◆ ASSIGNMENT ◆
Give back the full data character for character.

Stored data:

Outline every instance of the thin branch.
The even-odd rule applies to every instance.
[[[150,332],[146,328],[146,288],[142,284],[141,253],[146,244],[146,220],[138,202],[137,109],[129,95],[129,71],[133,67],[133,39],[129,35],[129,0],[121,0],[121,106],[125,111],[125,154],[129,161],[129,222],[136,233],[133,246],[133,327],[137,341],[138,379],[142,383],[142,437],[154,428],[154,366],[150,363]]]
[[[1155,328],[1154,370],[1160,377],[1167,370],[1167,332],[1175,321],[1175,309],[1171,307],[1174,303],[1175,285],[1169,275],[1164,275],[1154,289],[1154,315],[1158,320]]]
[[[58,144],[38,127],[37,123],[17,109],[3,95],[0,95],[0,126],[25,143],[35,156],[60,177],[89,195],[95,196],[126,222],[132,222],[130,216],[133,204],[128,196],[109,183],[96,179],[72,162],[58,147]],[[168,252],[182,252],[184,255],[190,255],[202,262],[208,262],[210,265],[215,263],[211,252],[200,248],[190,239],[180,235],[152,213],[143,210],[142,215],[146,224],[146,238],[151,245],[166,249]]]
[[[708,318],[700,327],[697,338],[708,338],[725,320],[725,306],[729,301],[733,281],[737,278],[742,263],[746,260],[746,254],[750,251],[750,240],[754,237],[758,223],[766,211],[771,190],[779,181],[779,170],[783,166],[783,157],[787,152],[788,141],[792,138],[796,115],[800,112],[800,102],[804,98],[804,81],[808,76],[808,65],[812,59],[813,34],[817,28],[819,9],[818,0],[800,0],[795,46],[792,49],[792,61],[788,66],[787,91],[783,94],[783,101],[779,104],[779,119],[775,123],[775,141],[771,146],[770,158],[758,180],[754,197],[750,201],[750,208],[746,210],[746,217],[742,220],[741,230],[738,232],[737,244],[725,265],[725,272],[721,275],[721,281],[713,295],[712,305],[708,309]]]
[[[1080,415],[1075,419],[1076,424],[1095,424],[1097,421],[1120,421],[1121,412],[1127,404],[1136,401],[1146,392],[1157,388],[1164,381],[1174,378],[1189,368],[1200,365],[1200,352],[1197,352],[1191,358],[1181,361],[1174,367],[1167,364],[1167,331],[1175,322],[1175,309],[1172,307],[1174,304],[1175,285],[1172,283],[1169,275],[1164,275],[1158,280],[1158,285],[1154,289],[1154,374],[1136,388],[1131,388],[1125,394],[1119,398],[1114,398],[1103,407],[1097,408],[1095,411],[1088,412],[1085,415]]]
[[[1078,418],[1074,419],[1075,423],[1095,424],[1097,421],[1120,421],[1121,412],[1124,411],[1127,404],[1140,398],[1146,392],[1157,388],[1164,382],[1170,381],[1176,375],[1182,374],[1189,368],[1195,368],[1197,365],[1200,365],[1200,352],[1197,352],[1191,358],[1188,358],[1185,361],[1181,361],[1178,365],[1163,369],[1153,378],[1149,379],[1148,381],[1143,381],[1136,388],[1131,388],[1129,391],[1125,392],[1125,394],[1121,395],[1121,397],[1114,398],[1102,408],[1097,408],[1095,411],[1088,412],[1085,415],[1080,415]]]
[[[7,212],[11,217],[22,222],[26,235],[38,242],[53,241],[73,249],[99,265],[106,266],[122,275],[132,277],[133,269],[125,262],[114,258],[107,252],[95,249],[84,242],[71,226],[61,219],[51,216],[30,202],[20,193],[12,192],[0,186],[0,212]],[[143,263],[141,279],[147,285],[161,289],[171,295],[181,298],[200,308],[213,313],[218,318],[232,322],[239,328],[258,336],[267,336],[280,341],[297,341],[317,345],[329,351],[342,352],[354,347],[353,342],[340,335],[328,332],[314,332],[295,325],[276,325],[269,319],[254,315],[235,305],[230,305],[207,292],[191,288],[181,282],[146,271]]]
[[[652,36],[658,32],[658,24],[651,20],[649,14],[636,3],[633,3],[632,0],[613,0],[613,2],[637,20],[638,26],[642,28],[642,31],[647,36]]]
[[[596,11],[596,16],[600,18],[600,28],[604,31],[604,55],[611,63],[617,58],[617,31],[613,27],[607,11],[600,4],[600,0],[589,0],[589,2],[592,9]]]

◆ ANSWER SECTION ◆
Outline every instance of the thin branch.
The even-odd rule applies to every instance.
[[[150,332],[146,328],[146,288],[142,284],[141,253],[146,244],[146,220],[138,202],[137,109],[129,95],[129,71],[133,67],[133,39],[129,35],[129,0],[121,0],[121,106],[125,111],[125,154],[129,161],[129,222],[136,233],[133,246],[133,327],[137,341],[138,379],[142,383],[142,437],[154,428],[154,366],[150,363]]]
[[[1155,328],[1154,370],[1160,377],[1167,370],[1167,332],[1175,321],[1175,309],[1171,307],[1174,303],[1175,285],[1169,275],[1164,275],[1154,289],[1154,315],[1158,320]]]
[[[58,144],[38,127],[37,123],[17,109],[3,95],[0,95],[0,126],[25,143],[35,156],[60,177],[89,195],[95,196],[126,222],[132,222],[130,216],[133,204],[128,196],[109,183],[96,179],[72,162],[58,147]],[[168,252],[182,252],[184,255],[190,255],[202,262],[208,262],[210,265],[215,263],[211,252],[200,248],[190,239],[180,235],[152,213],[143,210],[142,215],[146,224],[146,238],[151,245],[166,249]]]
[[[708,318],[700,327],[697,338],[708,338],[725,320],[725,306],[729,301],[733,281],[737,278],[742,263],[746,260],[746,254],[750,251],[750,240],[754,237],[758,223],[766,211],[771,190],[779,181],[779,170],[783,166],[783,157],[787,152],[788,141],[792,138],[796,115],[800,112],[800,102],[804,98],[804,81],[808,76],[808,65],[812,59],[813,34],[817,28],[819,9],[818,0],[800,0],[795,46],[792,49],[792,61],[788,66],[787,91],[783,94],[783,101],[779,104],[779,119],[775,123],[775,141],[771,146],[770,158],[758,180],[754,197],[750,201],[750,208],[746,210],[746,217],[742,220],[741,230],[738,232],[737,244],[725,265],[725,272],[721,275],[721,281],[713,295],[712,305],[708,309]]]
[[[1080,415],[1075,419],[1076,424],[1095,424],[1097,421],[1120,421],[1121,412],[1127,404],[1136,401],[1146,392],[1157,388],[1164,381],[1174,378],[1189,368],[1200,365],[1200,352],[1197,352],[1191,358],[1181,361],[1174,367],[1167,364],[1167,331],[1175,322],[1175,309],[1172,307],[1174,304],[1175,285],[1172,283],[1169,275],[1164,275],[1158,280],[1158,285],[1154,289],[1154,374],[1136,388],[1131,388],[1125,394],[1119,398],[1114,398],[1103,407],[1097,408],[1095,411],[1088,412],[1085,415]]]
[[[1078,418],[1074,419],[1075,423],[1095,424],[1097,421],[1120,421],[1121,412],[1124,411],[1127,404],[1140,398],[1146,392],[1157,388],[1164,382],[1170,381],[1176,375],[1182,374],[1189,368],[1195,368],[1197,365],[1200,365],[1200,352],[1197,352],[1191,358],[1188,358],[1185,361],[1181,361],[1178,365],[1163,369],[1153,378],[1149,379],[1148,381],[1143,381],[1136,388],[1131,388],[1129,391],[1125,392],[1125,394],[1121,395],[1121,397],[1114,398],[1102,408],[1097,408],[1095,411],[1088,412],[1085,415],[1080,415]]]
[[[7,212],[11,217],[22,222],[26,235],[38,242],[53,241],[73,249],[99,265],[106,266],[122,275],[132,277],[133,269],[125,262],[114,258],[107,252],[95,249],[84,242],[71,226],[61,219],[51,216],[30,202],[20,193],[12,192],[0,186],[0,212]],[[143,263],[141,279],[147,285],[161,289],[171,295],[181,298],[200,308],[213,313],[218,318],[232,322],[239,328],[258,336],[267,336],[280,341],[297,341],[317,345],[329,351],[342,352],[354,347],[353,342],[340,335],[328,332],[314,332],[295,325],[276,325],[269,319],[254,315],[235,305],[230,305],[207,292],[191,288],[181,282],[146,271]]]
[[[652,36],[658,32],[658,24],[651,20],[649,14],[636,3],[633,3],[632,0],[613,0],[613,2],[637,20],[638,26],[642,28],[642,31],[647,36]]]
[[[596,11],[596,16],[600,18],[600,28],[604,31],[604,55],[611,63],[617,58],[617,31],[613,27],[607,11],[600,4],[600,0],[589,0],[589,2],[592,9]]]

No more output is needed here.